### INSTRUÇÕES DAS TAREFAS
**a)** No texto sobre os retornados, por que razão eles não aceitam ser chamados de ‘retornados’? Responde em uma a três frases.
**b)** Transcreve do texto sobre os retornados o trecho que vai de "Não tinham construído" até "festejar a juventude.", incluindo estas palavras.

### EXCERTO DO TEXTO
Os filhos dos ‘retornados’ continuam a comer pirão
Nasceram, cresceram, namoraram, casaram, sepultaram pais e avós lá e tudo lá ficou. Fugiram à pressa e despediram-se de alguns corajosos amigos que por lá permaneceram.
Gira discos ligado, era Bonga todas as manhãs de sábado, na rotina em que a mãe limpava a casa e o pai ia fazer biscates de eletricidade, erguer postes da luz, acartar pedras. Era um angolano, branco, a quem os portugueses torciam o nariz. Cresceu lá, onde o pôr de sol parecia ter uma beleza infinita e onde as mangas lhe caiam aos pés.
A mãe usava saias demasiado curtas e era olhada de soslaio nas filas dos inexistentes apoios. Loira de olho azul? "Você não é ‘retornada’! Não precisa!" Mas precisava daquele saquinho com uma maçã e um iogurte. Estava grávida e dormiu na estação de Santa Apolónia dias a fio.
Não tinham construído nada em Portugal nem conheciam o país. À chegada, gostaram das laranjas e das uvas, mas de tudo o resto, choraram. As cores quentes, eram agora cinzentas e sombrias e o calor de África tinha ficado lá. Mas veio o otimismo, o sangue na guelra para começar de novo. E por cá, nas aldeias mais remotas, de horizontes fechados, foram encontrando outros como eles. Reuniam-se em pensões, em casas dos retornados, para festejar a juventude.
Eram jovens, bonitos e bronzeados e davam nas vistas por onde passavam. Alguns tolos chamavam-lhes brasileiros, por causa do sotaque. Pareciam estar mais à frente dos que aqui estavam. E estavam. Passaram esses valores e essa educação diferente aos filhos. "Amigo é irmão. Não sejas invejoso. Dança com quem quiseres." E como eles dançavam ao som de Duo Ouro Negro! Agarrados, colados, eróticos, com chama no corpo e na voz. Eram diferentes, eram mais livres.
Foram-se adaptando, com muitas dificuldades financeiras, sem saberem onde e a quem se dirigir, para começar de novo, para voltar a ter raízes num país que não era o deles. Angola também não lhes pertencia, mas eles nasceram e cresceram lá, muitos indiferentes às questões do racismo e do colonialismo, que diziam já ser coisa de um passado distante.
Eram todos irmãos. E não queriam deixar Angola. Foi arrancar-lhes a pele e deixá-los a sangrar em carne viva. Não admitem ser chamados de ‘retornados’ porque aquele era o país deles. Nasceram, cresceram, namoraram, casaram, sepultaram pais e avós lá e tudo lá ficou. Fugiram à pressa e despediram-se de alguns corajosos amigos que por lá permaneceram: eu volto daqui a uns dias… Não voltaram mais, até hoje.

### ENTRADAS EXTRAÍDAS
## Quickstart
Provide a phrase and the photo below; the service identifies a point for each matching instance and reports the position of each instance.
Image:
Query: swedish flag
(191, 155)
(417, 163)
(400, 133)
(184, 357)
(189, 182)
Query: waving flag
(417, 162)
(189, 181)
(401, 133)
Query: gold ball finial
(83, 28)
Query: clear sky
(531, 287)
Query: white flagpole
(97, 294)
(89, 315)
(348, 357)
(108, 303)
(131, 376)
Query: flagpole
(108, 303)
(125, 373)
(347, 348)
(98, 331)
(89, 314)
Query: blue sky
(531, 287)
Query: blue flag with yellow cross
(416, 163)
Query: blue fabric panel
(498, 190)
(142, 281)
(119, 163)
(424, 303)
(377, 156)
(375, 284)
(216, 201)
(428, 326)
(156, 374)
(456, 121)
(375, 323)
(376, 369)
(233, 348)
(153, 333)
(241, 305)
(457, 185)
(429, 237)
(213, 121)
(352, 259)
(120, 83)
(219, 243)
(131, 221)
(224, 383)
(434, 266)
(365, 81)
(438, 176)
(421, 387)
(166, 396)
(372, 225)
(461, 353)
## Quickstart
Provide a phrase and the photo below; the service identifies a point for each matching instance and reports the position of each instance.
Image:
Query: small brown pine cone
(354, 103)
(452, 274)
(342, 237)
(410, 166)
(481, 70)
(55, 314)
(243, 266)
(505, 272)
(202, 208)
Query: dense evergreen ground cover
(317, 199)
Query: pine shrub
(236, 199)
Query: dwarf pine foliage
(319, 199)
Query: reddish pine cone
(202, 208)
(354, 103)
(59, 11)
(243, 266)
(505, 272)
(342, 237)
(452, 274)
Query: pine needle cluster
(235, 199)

### AS RESPOSTAS
**a)** Não aceitam esse nome porque Angola era o país deles. Foi lá que nasceram, cresceram, namoraram, casaram e sepultaram pais e avós.

**b)**
Não tinham construído nada em Portugal nem conheciam o país. À chegada, gostaram das laranjas e das uvas, mas de tudo o resto, choraram. As cores quentes, eram agora cinzentas e sombrias e o calor de África tinha ficado lá. Mas veio o otimismo, o sangue na guelra para começar de novo. E por cá, nas aldeias mais remotas, de horizontes fechados, foram encontrando outros como eles. Reuniam-se em pensões, em casas dos retornados, para festejar a juventude.